I can’t read the linked FT article but I wanted to mention that Ed Zitron’s podcast Better Offline is interesting for me because he has a contrarian view of tech that is often different from my own. Some of his recent podcasts on the funky economics of excessive AI investments and data center investments vs. any real payoffs for society. I feel my own views slightly shifting when I listen to him.
I value material that makes me re-visit my own assumptions about the world.
I tried listening to a few episodes of his podcast a while back. I stopped because he was spending more time on how mad he is about some problem with big tech than he was on the problem itself.
I'd like to hear stories about big tech abuses, but I don't care much about some random podcaster's anger.
I started reading and listening to Ed after "The Man Who Killed Google Search" but grew tired of him ranting on and on about a technology that "brings no value to the world" while I use it to great effect many times every single day (LLMs).
Most HN criticism of Zitron appears to fall into one of two categories:
1) He uses expletives and is “too angry”

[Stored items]
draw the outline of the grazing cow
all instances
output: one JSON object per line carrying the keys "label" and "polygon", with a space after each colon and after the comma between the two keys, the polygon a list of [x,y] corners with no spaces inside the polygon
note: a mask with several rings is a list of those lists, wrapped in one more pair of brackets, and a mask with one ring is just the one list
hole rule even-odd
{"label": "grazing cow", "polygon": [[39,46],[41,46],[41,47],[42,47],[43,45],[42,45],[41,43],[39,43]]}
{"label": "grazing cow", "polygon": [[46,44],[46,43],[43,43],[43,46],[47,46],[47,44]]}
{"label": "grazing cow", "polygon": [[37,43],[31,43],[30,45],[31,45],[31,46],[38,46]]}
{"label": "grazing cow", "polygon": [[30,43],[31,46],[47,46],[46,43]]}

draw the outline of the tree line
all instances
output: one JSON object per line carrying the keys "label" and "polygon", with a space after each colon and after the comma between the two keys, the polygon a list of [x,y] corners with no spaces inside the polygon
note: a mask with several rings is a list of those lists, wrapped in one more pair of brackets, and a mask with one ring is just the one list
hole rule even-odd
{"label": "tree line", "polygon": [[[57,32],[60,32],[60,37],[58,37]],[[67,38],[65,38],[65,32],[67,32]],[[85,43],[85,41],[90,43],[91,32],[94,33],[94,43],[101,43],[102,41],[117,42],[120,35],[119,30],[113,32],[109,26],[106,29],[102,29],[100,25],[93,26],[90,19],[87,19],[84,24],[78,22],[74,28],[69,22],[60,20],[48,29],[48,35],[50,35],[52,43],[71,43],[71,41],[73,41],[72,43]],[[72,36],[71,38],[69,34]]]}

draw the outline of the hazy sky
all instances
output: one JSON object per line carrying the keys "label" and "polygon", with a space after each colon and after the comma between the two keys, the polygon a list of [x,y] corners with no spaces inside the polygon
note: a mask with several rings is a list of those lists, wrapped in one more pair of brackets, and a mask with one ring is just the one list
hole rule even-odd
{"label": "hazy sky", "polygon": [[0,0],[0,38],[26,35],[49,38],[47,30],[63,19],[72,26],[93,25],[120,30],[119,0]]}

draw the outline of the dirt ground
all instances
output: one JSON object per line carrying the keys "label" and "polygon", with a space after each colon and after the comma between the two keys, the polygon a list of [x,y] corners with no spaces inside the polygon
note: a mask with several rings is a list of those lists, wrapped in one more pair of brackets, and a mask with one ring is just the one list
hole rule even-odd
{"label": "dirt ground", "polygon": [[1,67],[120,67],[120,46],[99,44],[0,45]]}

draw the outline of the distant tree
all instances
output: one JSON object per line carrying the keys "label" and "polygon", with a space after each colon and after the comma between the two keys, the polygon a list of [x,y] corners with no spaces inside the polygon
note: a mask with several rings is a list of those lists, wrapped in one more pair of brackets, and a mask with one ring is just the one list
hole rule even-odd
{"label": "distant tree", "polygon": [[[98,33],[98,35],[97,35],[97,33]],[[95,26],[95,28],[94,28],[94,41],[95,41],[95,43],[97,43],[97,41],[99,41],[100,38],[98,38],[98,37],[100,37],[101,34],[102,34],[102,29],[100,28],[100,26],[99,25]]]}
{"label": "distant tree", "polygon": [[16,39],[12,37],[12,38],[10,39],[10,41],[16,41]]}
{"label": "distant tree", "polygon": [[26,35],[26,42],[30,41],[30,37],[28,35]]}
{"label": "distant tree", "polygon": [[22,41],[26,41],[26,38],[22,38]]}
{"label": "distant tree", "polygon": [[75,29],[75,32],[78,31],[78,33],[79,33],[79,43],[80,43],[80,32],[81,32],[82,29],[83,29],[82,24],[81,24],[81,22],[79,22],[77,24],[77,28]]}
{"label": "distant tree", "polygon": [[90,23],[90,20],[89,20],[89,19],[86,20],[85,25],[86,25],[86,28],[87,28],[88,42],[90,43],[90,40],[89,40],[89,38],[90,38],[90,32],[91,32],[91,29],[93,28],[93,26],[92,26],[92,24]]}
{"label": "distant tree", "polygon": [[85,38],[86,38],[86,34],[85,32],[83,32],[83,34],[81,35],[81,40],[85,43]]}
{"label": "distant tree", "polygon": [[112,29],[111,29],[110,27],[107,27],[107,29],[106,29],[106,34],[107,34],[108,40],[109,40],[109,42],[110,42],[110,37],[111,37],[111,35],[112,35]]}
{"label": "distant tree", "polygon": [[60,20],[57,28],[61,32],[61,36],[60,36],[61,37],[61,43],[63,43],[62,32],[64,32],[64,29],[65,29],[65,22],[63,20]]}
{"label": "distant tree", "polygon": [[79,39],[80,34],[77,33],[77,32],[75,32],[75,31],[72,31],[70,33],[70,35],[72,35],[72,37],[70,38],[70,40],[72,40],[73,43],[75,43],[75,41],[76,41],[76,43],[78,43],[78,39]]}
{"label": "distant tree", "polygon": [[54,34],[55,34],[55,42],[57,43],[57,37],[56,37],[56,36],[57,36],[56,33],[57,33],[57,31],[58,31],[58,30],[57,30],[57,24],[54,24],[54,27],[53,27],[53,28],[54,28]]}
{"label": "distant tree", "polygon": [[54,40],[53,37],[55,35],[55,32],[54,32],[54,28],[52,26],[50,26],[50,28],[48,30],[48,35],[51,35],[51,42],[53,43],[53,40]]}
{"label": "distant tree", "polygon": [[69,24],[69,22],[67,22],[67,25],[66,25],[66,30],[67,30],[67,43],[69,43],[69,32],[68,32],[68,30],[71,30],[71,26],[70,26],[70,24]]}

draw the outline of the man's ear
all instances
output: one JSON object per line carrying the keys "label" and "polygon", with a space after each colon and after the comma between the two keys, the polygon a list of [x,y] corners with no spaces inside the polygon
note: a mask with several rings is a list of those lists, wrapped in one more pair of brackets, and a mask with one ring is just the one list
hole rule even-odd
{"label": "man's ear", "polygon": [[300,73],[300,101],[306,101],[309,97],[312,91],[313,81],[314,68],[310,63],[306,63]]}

Required actions |
1. Answer these about the comments on Ed Zitron's podcast:
(a) What is the podcast called?
(b) Why did one commenter stop listening?
(c) What got another commenter started reading and listening to Ed?
2. Continue the comments on Ed Zitron's podcast from the point where they stop.

Responses per task |
1.
(a) Better Offline.
(b) He spent more time on how mad he was about some problem with big tech than on the problem itself.
(c) "The Man Who Killed Google Search."

2.
2) He runs a PR firm and has no experience working with LLMs
Which I think says a lot more about his detractors than it does about him. Time will tell all, and I think he will be remembered as a prescient individual. It’s undeniable that these financial games that OpenAI, Oracle, and now Nvidia are playing are unsustainable and indicative of a large upcoming crash.
Is the "mad as hell" an allusion to the movie Network?
> In one impassioned diatribe, Beale galvanizes the nation, persuading viewers to shout, "I'm as mad as hell, and I'm not going to take this anymore!" from their windows. He is soon hosting a new program called The Howard Beale Show, top-billed as "the mad prophet of the airwaves".
> It's like everything everywhere is going crazy, so we don't go out any more. We sit in the house, and slowly the world we're living in is getting smaller, and all we say is, "Please, at least leave us alone in our living rooms. Let me have my toaster and my TV and my steel-belted radials, and I won't say anything. Just leave us alone."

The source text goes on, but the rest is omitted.